> _Task requirements_: Everything from the line with "Where can the dark interior" to the last line of the material below is what to reproduce, exactly and with no other lines.

> _Supplied records_:
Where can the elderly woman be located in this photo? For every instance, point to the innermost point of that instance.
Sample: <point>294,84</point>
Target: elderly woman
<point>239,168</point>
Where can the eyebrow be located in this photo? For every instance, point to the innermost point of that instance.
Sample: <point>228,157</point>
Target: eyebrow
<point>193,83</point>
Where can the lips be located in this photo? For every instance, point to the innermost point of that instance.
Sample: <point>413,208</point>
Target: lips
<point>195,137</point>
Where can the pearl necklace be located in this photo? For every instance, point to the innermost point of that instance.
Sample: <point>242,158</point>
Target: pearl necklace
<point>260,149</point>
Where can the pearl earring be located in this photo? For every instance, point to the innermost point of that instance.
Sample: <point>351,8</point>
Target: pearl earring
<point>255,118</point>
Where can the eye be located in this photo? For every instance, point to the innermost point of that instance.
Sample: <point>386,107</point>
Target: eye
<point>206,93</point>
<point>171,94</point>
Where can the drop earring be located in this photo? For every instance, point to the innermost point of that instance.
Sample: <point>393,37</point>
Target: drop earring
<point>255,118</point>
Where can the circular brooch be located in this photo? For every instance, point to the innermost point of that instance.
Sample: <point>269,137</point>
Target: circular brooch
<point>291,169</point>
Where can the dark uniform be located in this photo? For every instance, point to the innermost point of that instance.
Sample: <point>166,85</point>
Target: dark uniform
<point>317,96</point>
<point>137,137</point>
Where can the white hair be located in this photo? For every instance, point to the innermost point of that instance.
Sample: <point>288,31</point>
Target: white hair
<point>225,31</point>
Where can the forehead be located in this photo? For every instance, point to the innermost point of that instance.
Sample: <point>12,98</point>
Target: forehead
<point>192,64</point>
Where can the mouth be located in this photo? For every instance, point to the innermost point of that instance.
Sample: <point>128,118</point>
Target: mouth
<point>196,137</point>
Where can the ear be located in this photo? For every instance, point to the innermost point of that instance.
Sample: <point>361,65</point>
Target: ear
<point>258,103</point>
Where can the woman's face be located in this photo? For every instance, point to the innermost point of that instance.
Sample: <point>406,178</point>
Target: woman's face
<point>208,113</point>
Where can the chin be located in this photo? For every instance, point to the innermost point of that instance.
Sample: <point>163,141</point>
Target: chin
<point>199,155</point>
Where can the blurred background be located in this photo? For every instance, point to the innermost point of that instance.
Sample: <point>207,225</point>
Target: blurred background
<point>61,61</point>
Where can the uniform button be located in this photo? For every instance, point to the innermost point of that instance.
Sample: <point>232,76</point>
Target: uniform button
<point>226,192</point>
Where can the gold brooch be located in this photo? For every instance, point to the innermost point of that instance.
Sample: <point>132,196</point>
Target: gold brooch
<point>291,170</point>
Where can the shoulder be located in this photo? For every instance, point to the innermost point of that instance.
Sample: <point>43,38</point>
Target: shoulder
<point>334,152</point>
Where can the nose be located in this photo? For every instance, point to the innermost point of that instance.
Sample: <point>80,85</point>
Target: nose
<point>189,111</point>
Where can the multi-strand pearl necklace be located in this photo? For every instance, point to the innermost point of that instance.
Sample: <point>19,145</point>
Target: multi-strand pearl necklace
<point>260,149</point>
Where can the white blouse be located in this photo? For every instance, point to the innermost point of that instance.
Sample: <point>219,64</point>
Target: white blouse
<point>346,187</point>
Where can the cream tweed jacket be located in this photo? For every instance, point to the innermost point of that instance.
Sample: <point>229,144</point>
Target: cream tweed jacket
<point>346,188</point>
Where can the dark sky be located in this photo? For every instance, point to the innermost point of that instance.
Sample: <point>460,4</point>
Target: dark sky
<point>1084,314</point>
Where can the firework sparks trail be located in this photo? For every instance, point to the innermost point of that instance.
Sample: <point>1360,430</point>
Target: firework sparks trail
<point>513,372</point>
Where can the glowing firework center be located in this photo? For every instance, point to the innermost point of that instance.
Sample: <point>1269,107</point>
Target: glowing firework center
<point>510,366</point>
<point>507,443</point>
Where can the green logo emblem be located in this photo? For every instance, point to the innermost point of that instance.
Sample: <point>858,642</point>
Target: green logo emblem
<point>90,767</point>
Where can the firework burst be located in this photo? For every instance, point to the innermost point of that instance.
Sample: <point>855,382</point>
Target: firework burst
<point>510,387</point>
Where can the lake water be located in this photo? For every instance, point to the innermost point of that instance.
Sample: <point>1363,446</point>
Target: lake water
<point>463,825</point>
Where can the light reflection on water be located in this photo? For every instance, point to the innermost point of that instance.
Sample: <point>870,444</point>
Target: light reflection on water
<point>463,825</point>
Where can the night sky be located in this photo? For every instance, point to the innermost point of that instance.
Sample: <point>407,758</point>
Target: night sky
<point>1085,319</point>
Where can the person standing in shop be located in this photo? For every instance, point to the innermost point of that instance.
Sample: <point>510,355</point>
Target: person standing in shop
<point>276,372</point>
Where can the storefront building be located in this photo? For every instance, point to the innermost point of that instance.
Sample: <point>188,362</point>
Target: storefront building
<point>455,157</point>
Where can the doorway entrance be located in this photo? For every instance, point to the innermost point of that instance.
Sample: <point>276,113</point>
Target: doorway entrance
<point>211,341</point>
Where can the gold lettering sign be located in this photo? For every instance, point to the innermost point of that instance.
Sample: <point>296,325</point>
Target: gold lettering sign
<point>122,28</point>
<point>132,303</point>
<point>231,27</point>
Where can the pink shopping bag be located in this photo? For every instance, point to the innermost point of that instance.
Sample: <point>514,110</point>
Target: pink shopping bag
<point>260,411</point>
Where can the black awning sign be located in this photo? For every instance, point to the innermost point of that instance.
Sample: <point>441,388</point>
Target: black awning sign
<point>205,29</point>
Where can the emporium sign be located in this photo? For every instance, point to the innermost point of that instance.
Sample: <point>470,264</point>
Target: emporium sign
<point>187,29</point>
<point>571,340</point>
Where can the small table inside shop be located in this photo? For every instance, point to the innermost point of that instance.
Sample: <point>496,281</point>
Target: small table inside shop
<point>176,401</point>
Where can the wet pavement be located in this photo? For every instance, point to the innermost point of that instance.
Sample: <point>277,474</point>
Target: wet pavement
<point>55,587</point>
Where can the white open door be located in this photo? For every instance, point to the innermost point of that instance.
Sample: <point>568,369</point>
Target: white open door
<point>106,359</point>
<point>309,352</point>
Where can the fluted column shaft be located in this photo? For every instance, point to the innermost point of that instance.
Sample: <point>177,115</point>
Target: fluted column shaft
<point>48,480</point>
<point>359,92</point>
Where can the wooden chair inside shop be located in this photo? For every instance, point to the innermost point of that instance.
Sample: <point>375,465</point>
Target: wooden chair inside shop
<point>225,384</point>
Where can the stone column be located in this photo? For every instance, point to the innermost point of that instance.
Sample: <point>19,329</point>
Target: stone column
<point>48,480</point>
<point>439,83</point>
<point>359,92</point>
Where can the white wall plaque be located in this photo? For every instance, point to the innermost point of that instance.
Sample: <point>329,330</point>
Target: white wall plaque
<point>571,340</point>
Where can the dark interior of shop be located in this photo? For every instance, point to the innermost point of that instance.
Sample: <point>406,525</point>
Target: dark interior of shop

> _Worked solution_:
Where can the dark interior of shop be located in this photo? For every instance, point to the innermost point of that instance.
Sample: <point>406,525</point>
Target: dark interior of shop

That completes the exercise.